**Written problem**
Identify each line below that contains the word "halter" and copy those lines in full.

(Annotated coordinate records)

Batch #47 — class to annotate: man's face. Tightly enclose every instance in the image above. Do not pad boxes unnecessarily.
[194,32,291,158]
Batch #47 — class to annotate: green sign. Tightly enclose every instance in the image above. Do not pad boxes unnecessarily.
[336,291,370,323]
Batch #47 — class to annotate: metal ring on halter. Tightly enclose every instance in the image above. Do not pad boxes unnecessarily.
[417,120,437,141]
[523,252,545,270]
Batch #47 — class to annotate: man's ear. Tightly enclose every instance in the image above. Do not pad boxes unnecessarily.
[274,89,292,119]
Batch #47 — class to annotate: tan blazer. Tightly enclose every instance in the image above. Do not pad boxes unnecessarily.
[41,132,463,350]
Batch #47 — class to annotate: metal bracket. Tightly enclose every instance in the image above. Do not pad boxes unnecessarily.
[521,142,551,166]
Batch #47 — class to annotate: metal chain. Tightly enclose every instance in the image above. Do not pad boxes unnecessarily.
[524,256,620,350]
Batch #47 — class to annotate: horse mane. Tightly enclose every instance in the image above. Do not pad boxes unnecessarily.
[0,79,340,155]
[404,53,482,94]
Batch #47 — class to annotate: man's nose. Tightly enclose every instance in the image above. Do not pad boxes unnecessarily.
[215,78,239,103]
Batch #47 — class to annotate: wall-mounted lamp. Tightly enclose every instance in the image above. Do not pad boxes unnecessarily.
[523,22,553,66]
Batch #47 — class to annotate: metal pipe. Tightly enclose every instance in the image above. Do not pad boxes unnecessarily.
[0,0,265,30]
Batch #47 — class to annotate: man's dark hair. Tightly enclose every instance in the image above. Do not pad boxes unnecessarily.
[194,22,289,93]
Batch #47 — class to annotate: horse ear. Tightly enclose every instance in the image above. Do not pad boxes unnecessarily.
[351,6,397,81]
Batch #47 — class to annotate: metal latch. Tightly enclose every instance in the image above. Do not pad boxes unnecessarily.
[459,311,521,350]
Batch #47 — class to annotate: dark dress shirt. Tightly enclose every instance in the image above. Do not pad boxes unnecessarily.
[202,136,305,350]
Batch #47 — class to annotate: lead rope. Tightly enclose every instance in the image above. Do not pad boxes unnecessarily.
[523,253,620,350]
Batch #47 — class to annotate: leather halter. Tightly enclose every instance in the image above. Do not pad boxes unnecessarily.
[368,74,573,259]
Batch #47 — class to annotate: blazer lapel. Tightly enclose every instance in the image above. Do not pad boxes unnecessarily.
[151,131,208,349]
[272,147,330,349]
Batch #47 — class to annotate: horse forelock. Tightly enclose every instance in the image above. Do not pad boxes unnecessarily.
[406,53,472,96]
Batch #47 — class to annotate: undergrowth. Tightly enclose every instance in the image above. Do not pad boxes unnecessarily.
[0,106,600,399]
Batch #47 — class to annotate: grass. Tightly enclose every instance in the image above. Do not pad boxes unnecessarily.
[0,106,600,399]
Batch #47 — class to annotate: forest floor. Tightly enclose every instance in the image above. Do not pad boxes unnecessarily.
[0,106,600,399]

* * *

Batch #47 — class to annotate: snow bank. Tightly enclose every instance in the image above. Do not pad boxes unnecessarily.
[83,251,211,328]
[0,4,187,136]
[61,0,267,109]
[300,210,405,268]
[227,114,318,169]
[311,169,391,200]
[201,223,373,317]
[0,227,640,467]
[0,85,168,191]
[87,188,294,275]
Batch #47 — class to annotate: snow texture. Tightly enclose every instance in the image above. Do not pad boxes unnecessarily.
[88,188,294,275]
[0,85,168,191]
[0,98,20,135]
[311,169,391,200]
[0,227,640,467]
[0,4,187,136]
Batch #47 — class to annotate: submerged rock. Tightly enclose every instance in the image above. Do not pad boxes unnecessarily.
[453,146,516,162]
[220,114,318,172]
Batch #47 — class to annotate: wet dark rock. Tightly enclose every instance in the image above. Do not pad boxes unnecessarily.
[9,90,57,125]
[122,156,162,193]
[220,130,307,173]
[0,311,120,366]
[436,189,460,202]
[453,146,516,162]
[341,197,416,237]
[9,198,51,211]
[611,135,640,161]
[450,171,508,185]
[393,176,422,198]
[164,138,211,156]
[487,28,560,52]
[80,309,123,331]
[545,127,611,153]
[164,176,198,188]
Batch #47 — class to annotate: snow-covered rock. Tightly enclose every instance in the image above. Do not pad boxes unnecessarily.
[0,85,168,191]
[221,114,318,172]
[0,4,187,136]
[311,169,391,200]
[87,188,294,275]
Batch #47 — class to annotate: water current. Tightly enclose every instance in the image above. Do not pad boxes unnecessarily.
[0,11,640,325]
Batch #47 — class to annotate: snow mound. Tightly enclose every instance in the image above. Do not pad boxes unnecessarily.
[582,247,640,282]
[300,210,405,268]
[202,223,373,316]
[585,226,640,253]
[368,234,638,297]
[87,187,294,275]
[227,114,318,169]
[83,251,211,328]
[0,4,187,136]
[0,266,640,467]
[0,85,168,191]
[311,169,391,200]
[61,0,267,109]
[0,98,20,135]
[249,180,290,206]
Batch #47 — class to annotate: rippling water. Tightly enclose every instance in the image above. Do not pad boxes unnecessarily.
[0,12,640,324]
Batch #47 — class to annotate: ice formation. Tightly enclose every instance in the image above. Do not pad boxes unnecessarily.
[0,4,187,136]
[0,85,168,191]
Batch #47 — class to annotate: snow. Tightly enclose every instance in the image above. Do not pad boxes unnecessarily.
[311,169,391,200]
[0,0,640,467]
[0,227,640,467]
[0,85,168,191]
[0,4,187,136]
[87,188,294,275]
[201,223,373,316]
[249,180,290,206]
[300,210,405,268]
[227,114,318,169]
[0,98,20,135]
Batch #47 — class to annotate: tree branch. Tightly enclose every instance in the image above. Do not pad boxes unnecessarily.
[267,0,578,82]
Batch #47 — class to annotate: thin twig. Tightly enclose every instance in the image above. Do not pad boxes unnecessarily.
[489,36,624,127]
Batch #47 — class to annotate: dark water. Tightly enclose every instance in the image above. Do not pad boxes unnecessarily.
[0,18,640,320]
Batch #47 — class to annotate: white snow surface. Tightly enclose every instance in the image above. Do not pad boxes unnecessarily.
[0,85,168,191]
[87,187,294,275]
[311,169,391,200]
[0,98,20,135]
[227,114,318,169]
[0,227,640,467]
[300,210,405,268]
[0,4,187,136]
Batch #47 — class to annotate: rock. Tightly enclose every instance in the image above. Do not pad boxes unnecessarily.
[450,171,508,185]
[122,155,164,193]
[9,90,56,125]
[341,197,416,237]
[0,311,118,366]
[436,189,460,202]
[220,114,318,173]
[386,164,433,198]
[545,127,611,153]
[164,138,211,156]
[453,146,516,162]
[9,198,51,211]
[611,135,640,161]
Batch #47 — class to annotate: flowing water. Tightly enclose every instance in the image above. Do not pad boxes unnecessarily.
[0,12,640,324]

**Reply to the exercise**
Batch #47 — class to annotate: metal ring on halter. Tightly enclose every instance in the image above. Do not pad boxes unnecessarily.
Batch #47 — class to annotate: leather halter. Tightly enclose every instance in the image above. Do not pad boxes unnecessarily.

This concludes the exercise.